**Exercise goal**
Answer these questions from the AMR interview thread.
(a) Which comparison has AMR Ventura reportedly asked about, according to the first post?
(b) What word does the second post use to describe AMR's interviews?
(c) What does the third post say to bring and hand out to everyone?

**Extract**

# AMR Santa Barbara interview



## sdchargersfan (Mar 23, 2009)

I am getting ready for my paramedic interview and I was wondering what kind of paramedic questions they ask?  I hear that AMR Ventura has been know to ask questions like "DKA vs HHNK" and stuff like that.  Any thing helps


----------



## Aidey (Mar 23, 2009)

I know someone who is currently working for AMR and they told me that AMR uses "canned" interviews, where all the locations are sent the same interview sheet to ensure that interview procedures are standard. 

From what he said the questions were all "AMR values xxx quality in it's employees. Give an example of a time you showed xxx quality".


----------



## JROD (Mar 23, 2009)

In my AMR interview for ALCO they asked stuff about personal qualities.  For example, what are your strengths/weaknesses, describe a conflict with a co-worker and how it was resolved, tell us about a time when you had to go above and beyond, what does customer service mean to you, etc.  They didn't asked scenario based medical questions or anything.  They did ask what you would do if an elderly pt needed to go to the hospital but refused...

Basic stuff like that is what I would prepare for.  Up here, they use the interview to see how well you would fit in to there specific program.  Also, wear a suit or at least slacks and a shirt/tie, bring your resume to hand out to everyone, and always make eye contact and sweep the panel while answering questions.  Make sure to shake everyone's hand and introduce yourself before beginning as well.


----------

**Records supplied**
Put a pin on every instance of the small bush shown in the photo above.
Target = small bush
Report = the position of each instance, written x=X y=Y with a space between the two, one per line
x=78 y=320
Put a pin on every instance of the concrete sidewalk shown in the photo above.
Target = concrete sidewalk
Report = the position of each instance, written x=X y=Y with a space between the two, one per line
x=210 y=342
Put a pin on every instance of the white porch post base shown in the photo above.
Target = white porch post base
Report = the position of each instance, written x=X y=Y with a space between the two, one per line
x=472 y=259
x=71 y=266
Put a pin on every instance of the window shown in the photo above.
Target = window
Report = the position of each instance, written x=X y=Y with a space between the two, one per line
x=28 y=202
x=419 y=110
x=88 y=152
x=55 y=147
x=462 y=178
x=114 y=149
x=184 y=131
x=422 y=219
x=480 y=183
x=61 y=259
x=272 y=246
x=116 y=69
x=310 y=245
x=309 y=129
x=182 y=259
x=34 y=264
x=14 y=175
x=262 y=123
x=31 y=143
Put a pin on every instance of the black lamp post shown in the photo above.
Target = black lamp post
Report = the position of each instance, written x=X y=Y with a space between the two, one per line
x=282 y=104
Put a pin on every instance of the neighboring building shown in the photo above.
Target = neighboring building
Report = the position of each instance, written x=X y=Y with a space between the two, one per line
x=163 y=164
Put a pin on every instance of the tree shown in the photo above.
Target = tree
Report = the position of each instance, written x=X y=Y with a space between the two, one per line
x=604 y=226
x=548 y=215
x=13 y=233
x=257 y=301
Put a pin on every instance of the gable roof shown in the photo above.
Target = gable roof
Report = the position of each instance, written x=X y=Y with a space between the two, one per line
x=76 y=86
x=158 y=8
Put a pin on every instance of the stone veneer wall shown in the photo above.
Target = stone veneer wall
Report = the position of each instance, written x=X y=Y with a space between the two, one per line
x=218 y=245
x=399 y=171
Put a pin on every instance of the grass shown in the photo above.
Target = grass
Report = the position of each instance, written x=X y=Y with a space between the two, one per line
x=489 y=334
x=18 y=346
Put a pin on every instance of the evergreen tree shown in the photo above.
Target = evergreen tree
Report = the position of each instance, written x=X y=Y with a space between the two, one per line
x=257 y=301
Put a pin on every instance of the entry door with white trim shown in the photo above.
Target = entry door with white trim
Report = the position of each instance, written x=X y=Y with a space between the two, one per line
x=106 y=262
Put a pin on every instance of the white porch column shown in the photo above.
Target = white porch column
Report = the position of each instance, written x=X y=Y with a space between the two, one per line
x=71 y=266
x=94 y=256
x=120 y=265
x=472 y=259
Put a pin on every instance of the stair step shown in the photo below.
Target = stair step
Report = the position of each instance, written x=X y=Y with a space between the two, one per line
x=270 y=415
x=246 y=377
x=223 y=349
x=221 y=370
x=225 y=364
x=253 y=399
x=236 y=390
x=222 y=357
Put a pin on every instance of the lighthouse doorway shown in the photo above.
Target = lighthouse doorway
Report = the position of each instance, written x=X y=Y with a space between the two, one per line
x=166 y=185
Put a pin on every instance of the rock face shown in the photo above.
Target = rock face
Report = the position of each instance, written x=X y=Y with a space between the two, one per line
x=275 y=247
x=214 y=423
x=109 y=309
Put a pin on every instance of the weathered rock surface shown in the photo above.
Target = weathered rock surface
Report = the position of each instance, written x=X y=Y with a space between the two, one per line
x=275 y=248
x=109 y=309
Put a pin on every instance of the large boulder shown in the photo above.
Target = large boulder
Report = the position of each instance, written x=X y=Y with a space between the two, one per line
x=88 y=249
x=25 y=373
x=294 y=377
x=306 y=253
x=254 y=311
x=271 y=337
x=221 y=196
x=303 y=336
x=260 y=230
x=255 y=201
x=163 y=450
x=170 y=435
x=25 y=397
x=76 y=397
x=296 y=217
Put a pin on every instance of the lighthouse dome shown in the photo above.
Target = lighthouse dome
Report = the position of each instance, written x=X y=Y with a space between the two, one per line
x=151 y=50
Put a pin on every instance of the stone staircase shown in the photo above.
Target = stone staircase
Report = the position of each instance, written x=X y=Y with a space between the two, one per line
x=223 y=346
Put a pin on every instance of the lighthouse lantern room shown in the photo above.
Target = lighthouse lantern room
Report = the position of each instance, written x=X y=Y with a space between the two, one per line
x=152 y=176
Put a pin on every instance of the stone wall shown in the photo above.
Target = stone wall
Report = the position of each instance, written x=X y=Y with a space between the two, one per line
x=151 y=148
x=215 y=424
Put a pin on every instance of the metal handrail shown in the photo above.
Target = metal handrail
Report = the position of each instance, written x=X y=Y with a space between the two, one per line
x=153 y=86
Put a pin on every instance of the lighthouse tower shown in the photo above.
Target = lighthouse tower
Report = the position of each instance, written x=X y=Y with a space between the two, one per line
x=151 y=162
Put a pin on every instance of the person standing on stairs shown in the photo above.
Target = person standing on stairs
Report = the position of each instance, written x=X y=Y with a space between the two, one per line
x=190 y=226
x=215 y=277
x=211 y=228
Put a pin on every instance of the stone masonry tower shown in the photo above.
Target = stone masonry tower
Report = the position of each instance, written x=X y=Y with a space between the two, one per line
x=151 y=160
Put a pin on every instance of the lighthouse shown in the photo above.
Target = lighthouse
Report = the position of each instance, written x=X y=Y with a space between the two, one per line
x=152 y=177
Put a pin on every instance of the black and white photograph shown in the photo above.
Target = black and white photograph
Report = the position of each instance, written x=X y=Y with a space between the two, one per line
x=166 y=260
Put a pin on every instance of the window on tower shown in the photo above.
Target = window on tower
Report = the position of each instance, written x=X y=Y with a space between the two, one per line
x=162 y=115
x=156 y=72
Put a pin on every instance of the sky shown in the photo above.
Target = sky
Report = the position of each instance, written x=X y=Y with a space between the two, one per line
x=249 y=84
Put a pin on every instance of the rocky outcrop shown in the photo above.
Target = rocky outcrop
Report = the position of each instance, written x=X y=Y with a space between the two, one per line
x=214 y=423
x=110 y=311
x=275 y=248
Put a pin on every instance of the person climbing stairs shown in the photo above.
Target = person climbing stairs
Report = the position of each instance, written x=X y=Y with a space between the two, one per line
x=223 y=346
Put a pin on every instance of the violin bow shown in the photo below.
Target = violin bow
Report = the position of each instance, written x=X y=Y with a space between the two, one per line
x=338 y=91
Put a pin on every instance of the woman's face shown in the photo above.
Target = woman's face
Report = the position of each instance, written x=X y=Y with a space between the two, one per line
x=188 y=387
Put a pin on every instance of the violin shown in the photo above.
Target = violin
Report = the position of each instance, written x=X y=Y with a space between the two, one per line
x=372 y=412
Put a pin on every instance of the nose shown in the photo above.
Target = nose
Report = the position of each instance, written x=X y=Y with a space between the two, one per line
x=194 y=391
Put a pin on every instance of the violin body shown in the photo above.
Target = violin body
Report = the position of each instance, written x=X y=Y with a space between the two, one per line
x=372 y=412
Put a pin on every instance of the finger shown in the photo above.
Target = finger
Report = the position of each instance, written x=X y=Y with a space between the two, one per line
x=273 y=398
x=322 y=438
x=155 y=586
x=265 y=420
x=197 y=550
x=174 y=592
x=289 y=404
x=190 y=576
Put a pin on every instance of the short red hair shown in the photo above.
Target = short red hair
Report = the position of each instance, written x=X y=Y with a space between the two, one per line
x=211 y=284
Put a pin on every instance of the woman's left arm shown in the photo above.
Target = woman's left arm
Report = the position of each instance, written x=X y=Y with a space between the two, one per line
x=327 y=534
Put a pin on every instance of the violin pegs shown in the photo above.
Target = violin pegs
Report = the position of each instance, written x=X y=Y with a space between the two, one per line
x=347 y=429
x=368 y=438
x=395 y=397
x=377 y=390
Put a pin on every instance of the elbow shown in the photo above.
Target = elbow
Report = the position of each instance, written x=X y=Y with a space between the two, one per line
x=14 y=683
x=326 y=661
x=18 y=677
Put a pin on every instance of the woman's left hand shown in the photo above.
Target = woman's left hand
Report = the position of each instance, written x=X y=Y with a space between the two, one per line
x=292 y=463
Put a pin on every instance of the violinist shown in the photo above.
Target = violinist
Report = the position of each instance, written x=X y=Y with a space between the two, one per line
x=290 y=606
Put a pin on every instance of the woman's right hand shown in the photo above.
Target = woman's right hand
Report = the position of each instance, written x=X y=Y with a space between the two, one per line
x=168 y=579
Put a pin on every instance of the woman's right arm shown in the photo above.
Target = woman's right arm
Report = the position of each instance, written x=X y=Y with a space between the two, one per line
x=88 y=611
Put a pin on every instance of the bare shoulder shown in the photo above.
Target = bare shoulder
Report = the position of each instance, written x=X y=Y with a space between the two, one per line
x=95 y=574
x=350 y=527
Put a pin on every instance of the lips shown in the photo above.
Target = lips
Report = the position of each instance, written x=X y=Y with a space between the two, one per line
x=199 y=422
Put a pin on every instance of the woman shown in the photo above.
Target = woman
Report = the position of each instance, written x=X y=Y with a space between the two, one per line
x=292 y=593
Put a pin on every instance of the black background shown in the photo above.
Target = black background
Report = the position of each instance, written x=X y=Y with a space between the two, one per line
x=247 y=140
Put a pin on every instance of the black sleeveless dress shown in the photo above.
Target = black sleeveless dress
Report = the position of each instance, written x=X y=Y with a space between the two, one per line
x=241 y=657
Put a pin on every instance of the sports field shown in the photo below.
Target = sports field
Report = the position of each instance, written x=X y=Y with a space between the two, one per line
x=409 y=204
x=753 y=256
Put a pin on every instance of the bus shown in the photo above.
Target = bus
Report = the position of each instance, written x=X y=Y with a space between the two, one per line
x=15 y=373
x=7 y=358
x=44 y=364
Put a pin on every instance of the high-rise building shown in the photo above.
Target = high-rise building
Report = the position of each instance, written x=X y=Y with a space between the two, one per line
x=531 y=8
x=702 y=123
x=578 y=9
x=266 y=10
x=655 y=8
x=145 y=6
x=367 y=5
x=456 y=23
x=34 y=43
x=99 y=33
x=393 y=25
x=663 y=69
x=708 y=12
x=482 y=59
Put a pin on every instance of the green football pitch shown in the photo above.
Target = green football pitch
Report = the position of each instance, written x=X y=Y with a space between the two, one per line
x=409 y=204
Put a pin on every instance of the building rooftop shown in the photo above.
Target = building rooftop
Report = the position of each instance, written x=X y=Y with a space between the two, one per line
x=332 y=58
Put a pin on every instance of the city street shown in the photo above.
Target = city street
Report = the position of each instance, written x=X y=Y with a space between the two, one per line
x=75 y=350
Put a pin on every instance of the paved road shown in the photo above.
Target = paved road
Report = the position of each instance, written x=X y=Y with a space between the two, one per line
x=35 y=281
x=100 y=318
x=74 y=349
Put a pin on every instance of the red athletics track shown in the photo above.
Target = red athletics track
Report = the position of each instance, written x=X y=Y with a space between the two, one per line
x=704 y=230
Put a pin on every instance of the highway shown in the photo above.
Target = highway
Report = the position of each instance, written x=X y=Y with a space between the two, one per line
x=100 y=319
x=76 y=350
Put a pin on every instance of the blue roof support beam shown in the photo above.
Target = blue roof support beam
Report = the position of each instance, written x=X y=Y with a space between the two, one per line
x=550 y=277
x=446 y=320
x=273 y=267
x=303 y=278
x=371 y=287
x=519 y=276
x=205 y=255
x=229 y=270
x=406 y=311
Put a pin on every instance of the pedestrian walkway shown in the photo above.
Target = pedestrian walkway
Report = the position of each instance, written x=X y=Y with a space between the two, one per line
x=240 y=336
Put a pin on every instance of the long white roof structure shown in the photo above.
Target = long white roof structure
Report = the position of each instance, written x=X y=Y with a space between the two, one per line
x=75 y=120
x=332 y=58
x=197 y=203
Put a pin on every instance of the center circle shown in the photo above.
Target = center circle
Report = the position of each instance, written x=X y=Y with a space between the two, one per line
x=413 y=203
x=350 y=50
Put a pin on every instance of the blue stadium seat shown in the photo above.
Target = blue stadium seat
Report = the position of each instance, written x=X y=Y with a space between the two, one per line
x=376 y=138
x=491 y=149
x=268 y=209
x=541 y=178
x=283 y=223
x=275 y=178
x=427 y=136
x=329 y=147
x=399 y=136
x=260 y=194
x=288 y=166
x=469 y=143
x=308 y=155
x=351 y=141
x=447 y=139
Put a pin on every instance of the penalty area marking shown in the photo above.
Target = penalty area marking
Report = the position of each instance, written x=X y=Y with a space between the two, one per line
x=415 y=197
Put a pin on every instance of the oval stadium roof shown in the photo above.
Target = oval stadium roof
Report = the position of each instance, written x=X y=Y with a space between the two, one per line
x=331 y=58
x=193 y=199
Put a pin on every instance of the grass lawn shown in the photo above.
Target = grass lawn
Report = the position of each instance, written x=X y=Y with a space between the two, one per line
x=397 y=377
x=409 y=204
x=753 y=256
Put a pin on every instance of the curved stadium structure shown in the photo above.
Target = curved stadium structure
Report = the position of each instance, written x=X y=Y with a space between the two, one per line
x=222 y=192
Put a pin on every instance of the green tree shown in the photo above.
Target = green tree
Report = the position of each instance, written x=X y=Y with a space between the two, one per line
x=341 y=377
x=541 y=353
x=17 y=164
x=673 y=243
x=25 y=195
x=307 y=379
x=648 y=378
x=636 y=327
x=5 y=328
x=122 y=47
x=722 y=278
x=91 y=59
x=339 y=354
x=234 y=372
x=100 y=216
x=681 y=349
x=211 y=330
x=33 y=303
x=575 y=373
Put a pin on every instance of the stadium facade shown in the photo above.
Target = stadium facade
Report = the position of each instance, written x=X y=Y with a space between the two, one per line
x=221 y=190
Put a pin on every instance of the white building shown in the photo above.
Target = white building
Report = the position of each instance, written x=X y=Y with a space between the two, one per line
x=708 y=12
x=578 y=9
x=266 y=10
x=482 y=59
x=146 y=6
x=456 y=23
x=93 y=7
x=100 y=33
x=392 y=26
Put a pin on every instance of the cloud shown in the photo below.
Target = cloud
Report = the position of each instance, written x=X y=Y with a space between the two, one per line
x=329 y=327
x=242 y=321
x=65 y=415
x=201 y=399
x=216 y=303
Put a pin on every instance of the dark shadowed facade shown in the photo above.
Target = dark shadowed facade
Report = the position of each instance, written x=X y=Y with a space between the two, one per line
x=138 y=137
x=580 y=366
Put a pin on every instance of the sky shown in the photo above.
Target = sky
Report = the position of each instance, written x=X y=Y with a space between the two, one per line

**Task output**
(a) DKA vs HHNK
(b) "Canned"
(c) Your resume